Given problem: Rewrite every line of the items below, requests included, scaling each coordinate in the answers by 0.85 and rounding to whole numbers, with halves rounded up. Leave the numbers in the requests unchanged.

Dataset content:
** start **
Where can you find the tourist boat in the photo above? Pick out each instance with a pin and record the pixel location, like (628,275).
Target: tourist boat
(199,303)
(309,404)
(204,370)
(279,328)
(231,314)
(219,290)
** end **
Worked solution:
Where can you find the tourist boat in the photo above? Pick out each instance with a pin and record the pixel location, like (628,275).
Target: tourist boat
(169,258)
(263,343)
(173,315)
(237,279)
(196,267)
(186,247)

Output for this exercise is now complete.